§ Requirement: Reproduce each line of the listing exactly.

§ Data excerpts:
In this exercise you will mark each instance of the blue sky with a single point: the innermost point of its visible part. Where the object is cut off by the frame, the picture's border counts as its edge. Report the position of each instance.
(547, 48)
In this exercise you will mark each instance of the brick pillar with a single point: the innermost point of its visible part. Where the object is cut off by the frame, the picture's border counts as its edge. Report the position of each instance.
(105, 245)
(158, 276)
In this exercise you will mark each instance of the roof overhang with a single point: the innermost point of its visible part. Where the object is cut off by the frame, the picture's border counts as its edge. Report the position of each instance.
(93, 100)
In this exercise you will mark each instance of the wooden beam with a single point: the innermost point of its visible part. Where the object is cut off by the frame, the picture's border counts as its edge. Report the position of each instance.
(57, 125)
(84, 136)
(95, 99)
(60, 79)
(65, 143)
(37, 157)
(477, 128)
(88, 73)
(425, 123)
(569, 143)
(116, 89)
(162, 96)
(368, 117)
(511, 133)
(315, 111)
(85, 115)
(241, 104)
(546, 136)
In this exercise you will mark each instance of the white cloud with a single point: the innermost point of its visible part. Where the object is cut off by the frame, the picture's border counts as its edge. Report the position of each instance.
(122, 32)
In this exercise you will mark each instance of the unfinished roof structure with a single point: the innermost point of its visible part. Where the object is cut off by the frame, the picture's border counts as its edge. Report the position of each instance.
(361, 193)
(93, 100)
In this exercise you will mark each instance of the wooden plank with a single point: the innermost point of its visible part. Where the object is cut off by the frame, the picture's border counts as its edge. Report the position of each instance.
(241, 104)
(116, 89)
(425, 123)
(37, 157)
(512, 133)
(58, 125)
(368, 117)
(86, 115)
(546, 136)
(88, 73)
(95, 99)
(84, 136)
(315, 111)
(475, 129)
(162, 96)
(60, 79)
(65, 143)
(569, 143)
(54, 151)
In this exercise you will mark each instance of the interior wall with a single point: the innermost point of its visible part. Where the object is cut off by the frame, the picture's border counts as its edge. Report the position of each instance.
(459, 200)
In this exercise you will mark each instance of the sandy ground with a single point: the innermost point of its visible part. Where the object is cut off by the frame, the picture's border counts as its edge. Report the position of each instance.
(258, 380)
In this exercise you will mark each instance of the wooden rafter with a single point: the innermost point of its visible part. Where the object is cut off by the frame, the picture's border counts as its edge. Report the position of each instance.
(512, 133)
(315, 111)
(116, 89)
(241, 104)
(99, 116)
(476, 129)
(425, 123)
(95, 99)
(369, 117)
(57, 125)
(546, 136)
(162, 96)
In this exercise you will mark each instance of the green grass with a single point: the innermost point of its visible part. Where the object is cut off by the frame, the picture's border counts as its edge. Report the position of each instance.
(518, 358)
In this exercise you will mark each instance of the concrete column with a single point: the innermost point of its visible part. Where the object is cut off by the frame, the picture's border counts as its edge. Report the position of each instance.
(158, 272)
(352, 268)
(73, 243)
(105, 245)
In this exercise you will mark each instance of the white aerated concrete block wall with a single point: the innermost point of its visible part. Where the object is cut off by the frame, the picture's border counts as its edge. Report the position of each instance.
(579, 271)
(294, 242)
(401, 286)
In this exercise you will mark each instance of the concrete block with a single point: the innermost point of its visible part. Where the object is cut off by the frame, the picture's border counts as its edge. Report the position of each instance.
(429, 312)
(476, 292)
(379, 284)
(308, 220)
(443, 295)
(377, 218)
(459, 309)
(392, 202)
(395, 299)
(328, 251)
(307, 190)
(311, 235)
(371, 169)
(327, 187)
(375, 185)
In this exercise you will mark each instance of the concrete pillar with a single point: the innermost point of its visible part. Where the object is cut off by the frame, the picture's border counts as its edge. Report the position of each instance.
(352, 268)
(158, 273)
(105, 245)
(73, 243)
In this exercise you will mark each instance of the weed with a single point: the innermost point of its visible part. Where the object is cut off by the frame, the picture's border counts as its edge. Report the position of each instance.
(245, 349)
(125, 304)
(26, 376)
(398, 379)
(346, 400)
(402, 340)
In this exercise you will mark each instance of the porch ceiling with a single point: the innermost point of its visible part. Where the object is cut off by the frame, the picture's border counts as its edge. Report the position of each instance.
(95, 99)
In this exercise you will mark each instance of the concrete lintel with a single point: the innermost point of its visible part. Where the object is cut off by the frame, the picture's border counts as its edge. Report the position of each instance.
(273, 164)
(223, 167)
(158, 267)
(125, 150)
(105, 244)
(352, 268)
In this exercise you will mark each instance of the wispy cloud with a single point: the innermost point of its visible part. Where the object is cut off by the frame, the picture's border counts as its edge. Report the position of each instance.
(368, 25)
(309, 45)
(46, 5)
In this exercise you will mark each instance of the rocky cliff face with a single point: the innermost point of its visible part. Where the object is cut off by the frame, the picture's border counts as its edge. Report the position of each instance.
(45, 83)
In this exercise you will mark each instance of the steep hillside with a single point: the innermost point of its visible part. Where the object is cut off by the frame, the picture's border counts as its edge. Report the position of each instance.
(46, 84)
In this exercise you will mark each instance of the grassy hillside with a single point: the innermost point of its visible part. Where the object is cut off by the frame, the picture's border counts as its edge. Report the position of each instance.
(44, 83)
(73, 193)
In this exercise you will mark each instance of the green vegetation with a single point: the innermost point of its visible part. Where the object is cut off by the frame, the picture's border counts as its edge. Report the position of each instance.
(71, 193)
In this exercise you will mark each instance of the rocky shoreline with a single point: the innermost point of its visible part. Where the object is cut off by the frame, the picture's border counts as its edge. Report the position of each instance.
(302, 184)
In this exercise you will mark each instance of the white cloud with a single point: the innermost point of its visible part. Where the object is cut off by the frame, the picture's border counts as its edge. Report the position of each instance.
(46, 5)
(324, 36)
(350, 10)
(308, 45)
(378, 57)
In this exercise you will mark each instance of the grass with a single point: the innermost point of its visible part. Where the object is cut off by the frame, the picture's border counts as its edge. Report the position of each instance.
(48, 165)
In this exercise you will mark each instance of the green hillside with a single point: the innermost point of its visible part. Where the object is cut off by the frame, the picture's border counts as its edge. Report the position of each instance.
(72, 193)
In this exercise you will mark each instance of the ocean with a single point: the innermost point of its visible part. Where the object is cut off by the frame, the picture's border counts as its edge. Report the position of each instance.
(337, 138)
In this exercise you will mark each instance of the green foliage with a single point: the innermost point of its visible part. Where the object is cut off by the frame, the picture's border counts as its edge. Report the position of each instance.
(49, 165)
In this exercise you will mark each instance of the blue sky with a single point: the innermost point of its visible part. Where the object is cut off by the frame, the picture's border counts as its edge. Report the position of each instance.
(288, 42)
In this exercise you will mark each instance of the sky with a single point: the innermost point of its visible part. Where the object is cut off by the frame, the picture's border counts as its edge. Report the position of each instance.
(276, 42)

§ Task response:
In this exercise you will mark each instance of the blue sky with a single point: the innermost point of its visible part. Where the object is cut off by the frame, the picture's border counts as its edge. Report the position of each instance.
(547, 48)
In this exercise you will mark each instance of the brick pillar with a single point: the innermost point of its visible part. Where the object is cut off by the frame, the picture's border counts as its edge. Report the position of each instance.
(105, 245)
(158, 276)
In this exercise you will mark each instance of the roof overhang with a single point: the innermost point of its visible part. Where the object is cut off by the frame, the picture's border counts as its edge. Report the position of each instance.
(93, 100)
In this exercise you will mark each instance of the wooden beam with a single point: the innermost point of its visible part. Where the object is cut off by the frame, the picture's border counts as its edge. Report the position of each instance.
(57, 125)
(84, 136)
(95, 99)
(60, 79)
(65, 143)
(37, 157)
(477, 128)
(88, 73)
(425, 123)
(569, 143)
(116, 89)
(162, 96)
(368, 117)
(511, 133)
(315, 111)
(85, 115)
(241, 104)
(546, 136)
In this exercise you will mark each instance of the white cloud with a single point: the innermost point of its visible part. Where the object is cut off by the frame, the picture's border counts as its edge. Report the position of each instance.
(122, 32)
In this exercise you will mark each instance of the unfinished roof structure with a single point: the innermost point of its visible part. Where the object is cut off by the frame, the picture's border counts as its edge. Report the position of each instance.
(361, 193)
(93, 100)
In this exercise you will mark each instance of the wooden plank with a single point: the innermost point of its visible part. Where the object is cut off by the frame, the picture's border counts as its edge. Report the position of each instance.
(241, 104)
(116, 89)
(425, 123)
(37, 157)
(512, 133)
(58, 125)
(368, 117)
(86, 115)
(546, 136)
(88, 73)
(95, 99)
(84, 136)
(315, 111)
(475, 129)
(162, 96)
(60, 79)
(65, 143)
(569, 143)
(54, 151)
In this exercise you will mark each instance of the interior wall with a single point: the innermost point of its visible part. Where the object is cut off by the frame, the picture's border counts as its edge. Report the position of each instance.
(459, 200)
In this exercise you will mark each instance of the sandy ground with a single point: the innermost point of its visible part. Where the object is cut off by the frame, the picture's border counts as its edge. Report the position of each instance.
(258, 380)
In this exercise you will mark each instance of the wooden rafter with a single point: the innermost point of its visible part. Where the object is cut off by the frame, the picture's border counts as its edge. Report the position of each instance.
(512, 133)
(315, 111)
(116, 89)
(241, 104)
(99, 116)
(476, 129)
(425, 123)
(95, 99)
(369, 117)
(57, 125)
(546, 136)
(162, 96)
In this exercise you will mark each instance of the green grass with a single point: the innermost point of its visible part. Where the object is cut off by the frame, the picture's border counts as its edge. Report the position of each instance.
(518, 358)
In this exercise you will mark each instance of the concrete column with a single point: the innermost point of its visible part. Where the object is cut off by the frame, the picture's border counts as its edge. Report the position of each instance.
(158, 272)
(352, 268)
(73, 243)
(105, 245)
In this exercise you will mark each instance of the white aerated concrete block wall with a single point: the innermost point of its visible part. Where the object is cut off by the frame, the picture's border counts as its edge. Report the position of each instance.
(579, 271)
(294, 242)
(401, 286)
In this exercise you will mark each instance of the concrete block with a single point: the innermost point of its visible part. Where the object is cut off by the frame, the picture's border counts as its edge. Report the position of each instance.
(429, 312)
(476, 292)
(379, 284)
(308, 220)
(443, 295)
(377, 218)
(459, 309)
(392, 202)
(395, 299)
(328, 251)
(307, 190)
(311, 235)
(371, 169)
(327, 187)
(375, 185)
In this exercise you will mark each instance of the concrete pillar with a single point: the innermost point of its visible part. Where the object is cut off by the frame, the picture's border counts as its edge. Report the position of each instance.
(352, 268)
(158, 273)
(105, 245)
(73, 243)
In this exercise you will mark each instance of the weed with a single point: the innermost point of its visible part. Where the object is cut off by the frame, the picture's border counts as its edge. Report the position of each instance.
(245, 349)
(125, 304)
(26, 376)
(398, 379)
(346, 400)
(402, 340)
In this exercise you will mark each instance of the porch ceiling with a single point: the innermost point of its visible part. Where the object is cut off by the frame, the picture's border counts as its edge. Report the position of each instance.
(95, 99)
In this exercise you will mark each instance of the concrete lintel with a single point: the innermost point of its visible part. Where the object is cut off by the frame, the picture's border counts as its edge. Report the position of each instance.
(273, 164)
(223, 167)
(158, 267)
(125, 150)
(105, 244)
(352, 268)
In this exercise you will mark each instance of the wispy cloud with a single point: the innermost point of its visible part. Where the object is cut off by the frame, the picture's border counts as its edge. Report the position of each instance.
(368, 25)
(309, 45)
(46, 5)
In this exercise you will mark each instance of the rocky cliff face with a single point: the innermost point of its visible part. Where the object is cut off by the frame, the picture's border counts as its edge. Report the position of each instance.
(45, 83)
In this exercise you will mark each instance of the steep hillside with a single point: the innermost point of its visible part. Where the object is cut off by the frame, the picture's border counts as its edge. Report the position of each instance.
(46, 84)
In this exercise you will mark each instance of the grassy hillside with a single point: the innermost point of its visible part. Where the object is cut off by the frame, the picture's border counts as its edge. Report the position of each instance.
(44, 83)
(73, 193)
In this exercise you will mark each instance of the green vegetation with a single point: the innermost point of its visible part. Where the object is cut off by the frame, the picture's border counts as its edge. Report the position of each instance.
(71, 193)
In this exercise you will mark each instance of the rocky shoreline with a single point: the innermost point of its visible part. Where the object is cut off by the frame, the picture's border counts as its edge. Report the position of each instance.
(302, 184)
In this exercise you will mark each instance of the white cloud with a single point: the innermost point of its visible part. Where the object is cut off by the frame, the picture's border counts as its edge. Report the position of each instance.
(46, 5)
(324, 36)
(350, 10)
(308, 45)
(378, 57)
In this exercise you will mark each instance of the grass with a single point: the innermost point of its visible part. Where the object is cut off by the frame, the picture's border counts as its edge. Report the position of each instance.
(48, 165)
In this exercise you will mark each instance of the green hillside with a single point: the innermost point of its visible part. Where the object is cut off by the frame, the picture's border counts as its edge. Report the position of each instance.
(72, 193)
In this exercise you will mark each instance of the ocean with a single point: the innermost point of its visible part. Where the object is cut off by the frame, the picture's border counts as its edge. Report the position of each instance.
(337, 138)
In this exercise you will mark each instance of the green foliage with a single point: the innermost point of its visible part. Where the object is cut off by the frame, the picture's border counts as its edge. Report the position of each instance.
(49, 165)
In this exercise you will mark each instance of the blue sky with a single point: the innermost point of its visible part. Where the object is cut off by the frame, the picture's border counts as its edge. Report the position of each instance.
(288, 42)
In this exercise you will mark each instance of the sky with a single point: the innermost point of its visible part. Where the object is cut off by the frame, the picture's border counts as its edge. Report the position of each instance.
(276, 42)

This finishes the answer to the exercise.